_EXTRACT PROVIDED:_
Although he doesn't plant peanuts every year, he'll even broadcasts brassica seed in front of his peanut picker in October, saying cattle can graze that in six weeks. "That's planting it late, but we use it to fill in the gaps when we don't have anything else growing."

Even better, brassicas are high quality, at 15% to 20% crude protein and 65% to 80% digestibility. Tucker says that's just right for the stockers he brings in, which are generally under 300 pounds and mismanaged.

Because of that high level of nutritional quality, University of Georgia extension beef specialist Jennifer Tucker says, "We often refer to brassicas as the ryegrass of the fall, since annual ryegrass usually isn't ready until later."

AHEAD OF PEANUT HARVEST

After brassicas are planted, Tucker puts in a mix of black oats, triticale, ryegrass and more brassicas.

"My wife says I get ill if I don't get it planted by Sept. 15," he laughs. "I'm looking for early grazing, and I may plant 150 pounds of seed an acre total."

With a timely rain, he'll have grazing in six to eight weeks, especially good for the lightest weight stockers.

Come October, he puts the local ag pilot to work flying a mix of ryegrass, clover and kale on his almost ready to harvest cotton. If he has a bad wild turnip problem on those fields, he'll leave out the clover and kale so he can spray for weeds.

As soon as the picker leaves the field, he starts turning in stockers to glean the stalks and stomp the seeds into the ground. He typically has about 500 acres in cotton.

"When I've got cotton stalks, I don't have to put out hay," he says.

Where the picker and boll buggy run over the emerging seed, the loss is minimal. "It will come back," Tucker says, "The worst places are where we build modules." In those bare spots, he'll often hand-spread ryegrass and clover seed.

PERMANENT PASTURES

After a killing frost, which is usually around Nov. 15, Tucker starts drilling ryegrass and clover in his 450 acres of permanent pasture.

"After Christmas, we'll put it in any way we want to, we might even scatter it with chicken litter or fertilizer," he says.

On seeding rates, he adds, "We started out with a heavier seeding rate with the plane, around 50 pounds an acre, but every year we've cut it back. Now we put out 100 pounds per three acres."

On brassicas, he uses three to six pounds an acre, and with clover, he plants half the recommended rate.

"We like to mix varieties," he adds, explaining he often mixes 10 pounds of crimson clover to one pound of ball clover. With ryegrass, he'll use as many as four varieties depending on the time of year.

SHIPPING OUT STOCKERS

In the fall Tucker starts shipping his heavier stockers to western feedlots, either selling them outright or retaining ownership. The calves will weigh 800 pounds or more, having gained around 500 pounds. From May through August, when the calves are on permanent pasture, Tucker shoots for average daily gains of 1.5 pounds. When they're on winter annuals, they'll gain at least 2.5 pounds a day. After the first of the year he'll ship more, and if he has any heavier cattle left he ships again in May. He buys year-round at local stockyards, anytime he finds a bargain.

Once stockers are gone, along with his own calf crop, Tucker will let those brood cows graze on the left-over winter grazing. He'll supplement them with gin trash and whole cottonseed starting around Thanksgiving and running to mid-February, coinciding with calving season.

ROTATIONAL PLAN

While such a diverse forage mix is key to Tucker's plan, he says without rotational grazing, it wouldn't be nearly as effective.

He has 15 small pastures ranging in size from 8 to 20 acres and says his goal is to avoid leaving cattle on these areas more than one week. He believes rotation, especially the rest period, helps with forage growth.

"We graze it lightly and move them. When we strip-till to plant more forage, I don't feel like I've managed it right unless there is grass left," he says.

The whole time stockers are here, Tucker supplements with hay, the gin trash, whole cottonseed and a 50-50 mix of corn gluten and soy hulls. His combination of grazing and supplement leave him with a cost of gain on stockers of around 55 to 60 cents a pound, although part of the cost of the winter annuals is charged to his row crop operation since they do double duty as cover crops.

_ASSIGNMENT 1:_ In the grazing article, change "stockyards" to "sale barns" and write the passage out, beginning at the words "SHIPPING OUT STOCKERS" and stopping after "finds a bargain.".
_ASSIGNMENT 2:_ In the grazing article, how many small pastures does Tucker have?
The rows that follow are from a separate source.

_MATERIAL PROVIDED:_
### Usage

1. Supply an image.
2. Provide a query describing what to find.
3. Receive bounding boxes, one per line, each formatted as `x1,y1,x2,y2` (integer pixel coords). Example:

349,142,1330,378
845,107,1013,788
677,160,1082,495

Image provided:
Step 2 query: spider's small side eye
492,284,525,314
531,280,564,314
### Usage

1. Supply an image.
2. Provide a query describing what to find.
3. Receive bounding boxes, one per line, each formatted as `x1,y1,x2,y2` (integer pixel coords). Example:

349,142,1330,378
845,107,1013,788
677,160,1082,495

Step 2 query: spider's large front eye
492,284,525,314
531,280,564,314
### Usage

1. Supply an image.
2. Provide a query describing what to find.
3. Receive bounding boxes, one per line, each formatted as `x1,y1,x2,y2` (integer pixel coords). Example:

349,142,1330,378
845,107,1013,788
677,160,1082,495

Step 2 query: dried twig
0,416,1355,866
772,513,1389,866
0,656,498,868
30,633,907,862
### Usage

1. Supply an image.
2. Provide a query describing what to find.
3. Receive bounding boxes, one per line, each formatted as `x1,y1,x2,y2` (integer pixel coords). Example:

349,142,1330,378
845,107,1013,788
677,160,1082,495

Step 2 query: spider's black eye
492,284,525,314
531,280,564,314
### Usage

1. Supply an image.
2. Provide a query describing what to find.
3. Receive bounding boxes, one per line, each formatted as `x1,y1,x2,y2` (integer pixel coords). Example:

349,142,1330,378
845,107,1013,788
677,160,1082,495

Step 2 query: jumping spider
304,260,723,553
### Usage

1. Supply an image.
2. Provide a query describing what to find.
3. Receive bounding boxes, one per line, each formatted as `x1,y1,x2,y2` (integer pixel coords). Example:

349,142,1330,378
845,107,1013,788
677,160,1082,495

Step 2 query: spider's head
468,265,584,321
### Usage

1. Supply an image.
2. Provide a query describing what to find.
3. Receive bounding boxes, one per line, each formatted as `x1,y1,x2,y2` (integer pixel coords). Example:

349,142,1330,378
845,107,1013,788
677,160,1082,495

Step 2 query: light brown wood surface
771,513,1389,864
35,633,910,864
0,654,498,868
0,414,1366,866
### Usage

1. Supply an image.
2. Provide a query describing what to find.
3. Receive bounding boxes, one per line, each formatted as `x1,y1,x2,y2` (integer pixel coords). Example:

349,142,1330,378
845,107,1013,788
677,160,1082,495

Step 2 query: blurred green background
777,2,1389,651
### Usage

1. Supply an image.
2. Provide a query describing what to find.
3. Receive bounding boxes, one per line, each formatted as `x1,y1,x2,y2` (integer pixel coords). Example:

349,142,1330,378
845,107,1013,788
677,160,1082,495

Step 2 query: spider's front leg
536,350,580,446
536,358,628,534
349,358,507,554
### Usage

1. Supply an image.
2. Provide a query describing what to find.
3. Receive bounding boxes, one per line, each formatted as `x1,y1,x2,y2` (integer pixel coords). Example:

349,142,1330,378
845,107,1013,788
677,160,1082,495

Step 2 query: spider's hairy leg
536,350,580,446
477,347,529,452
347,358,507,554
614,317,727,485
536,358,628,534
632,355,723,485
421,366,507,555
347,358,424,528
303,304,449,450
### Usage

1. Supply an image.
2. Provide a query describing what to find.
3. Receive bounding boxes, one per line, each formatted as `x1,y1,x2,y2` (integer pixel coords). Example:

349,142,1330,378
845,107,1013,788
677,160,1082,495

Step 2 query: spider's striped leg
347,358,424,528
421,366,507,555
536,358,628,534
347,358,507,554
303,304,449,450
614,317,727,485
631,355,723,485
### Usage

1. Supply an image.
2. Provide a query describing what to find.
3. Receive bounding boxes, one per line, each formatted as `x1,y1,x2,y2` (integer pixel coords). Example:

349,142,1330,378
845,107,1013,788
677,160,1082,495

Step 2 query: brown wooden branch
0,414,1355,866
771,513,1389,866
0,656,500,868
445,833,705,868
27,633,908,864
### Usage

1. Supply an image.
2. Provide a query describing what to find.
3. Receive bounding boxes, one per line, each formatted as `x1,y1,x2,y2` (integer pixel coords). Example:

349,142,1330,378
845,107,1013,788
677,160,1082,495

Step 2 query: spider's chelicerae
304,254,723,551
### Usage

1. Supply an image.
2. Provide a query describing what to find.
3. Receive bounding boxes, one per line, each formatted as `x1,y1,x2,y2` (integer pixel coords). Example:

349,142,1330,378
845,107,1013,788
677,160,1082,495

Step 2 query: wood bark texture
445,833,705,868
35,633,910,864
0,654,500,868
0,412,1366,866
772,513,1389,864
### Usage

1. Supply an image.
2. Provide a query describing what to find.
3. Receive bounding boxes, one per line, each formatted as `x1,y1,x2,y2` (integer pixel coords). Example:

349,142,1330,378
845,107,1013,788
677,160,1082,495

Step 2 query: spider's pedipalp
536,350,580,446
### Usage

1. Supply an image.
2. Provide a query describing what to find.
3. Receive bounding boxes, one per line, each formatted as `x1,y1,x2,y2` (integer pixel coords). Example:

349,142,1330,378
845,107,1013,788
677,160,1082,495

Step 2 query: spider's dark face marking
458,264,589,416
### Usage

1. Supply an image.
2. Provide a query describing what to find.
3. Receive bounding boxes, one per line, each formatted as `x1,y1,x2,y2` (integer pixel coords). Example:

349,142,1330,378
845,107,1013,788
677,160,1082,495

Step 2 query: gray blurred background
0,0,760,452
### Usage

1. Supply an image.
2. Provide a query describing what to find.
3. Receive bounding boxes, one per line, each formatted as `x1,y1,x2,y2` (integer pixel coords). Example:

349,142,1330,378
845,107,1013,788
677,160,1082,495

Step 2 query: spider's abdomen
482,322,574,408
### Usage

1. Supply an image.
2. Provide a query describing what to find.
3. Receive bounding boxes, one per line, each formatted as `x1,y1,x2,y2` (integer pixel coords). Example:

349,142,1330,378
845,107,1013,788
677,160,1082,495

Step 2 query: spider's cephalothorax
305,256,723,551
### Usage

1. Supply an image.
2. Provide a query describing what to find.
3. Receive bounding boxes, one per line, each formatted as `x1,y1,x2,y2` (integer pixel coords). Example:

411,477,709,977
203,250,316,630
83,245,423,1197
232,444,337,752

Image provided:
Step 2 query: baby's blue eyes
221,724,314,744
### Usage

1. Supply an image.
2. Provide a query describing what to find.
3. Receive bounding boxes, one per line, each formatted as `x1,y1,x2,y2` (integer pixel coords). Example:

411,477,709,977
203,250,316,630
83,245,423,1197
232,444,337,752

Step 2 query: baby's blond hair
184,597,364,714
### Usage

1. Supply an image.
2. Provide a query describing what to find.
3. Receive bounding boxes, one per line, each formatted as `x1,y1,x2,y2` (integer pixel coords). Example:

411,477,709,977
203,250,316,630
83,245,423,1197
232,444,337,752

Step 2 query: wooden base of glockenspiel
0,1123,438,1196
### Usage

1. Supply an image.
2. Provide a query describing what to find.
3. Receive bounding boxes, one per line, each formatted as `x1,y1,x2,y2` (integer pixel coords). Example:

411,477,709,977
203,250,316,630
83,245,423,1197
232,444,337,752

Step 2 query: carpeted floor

_ANSWER SECTION 1:_
SHIPPING OUT STOCKERS

In the fall Tucker starts shipping his heavier stockers to western feedlots, either selling them outright or retaining ownership. The calves will weigh 800 pounds or more, having gained around 500 pounds. From May through August, when the calves are on permanent pasture, Tucker shoots for average daily gains of 1.5 pounds. When they're on winter annuals, they'll gain at least 2.5 pounds a day. After the first of the year he'll ship more, and if he has any heavier cattle left he ships again in May. He buys year-round at local sale barns, anytime he finds a bargain.

_ANSWER SECTION 2:_ He has 15 small pastures.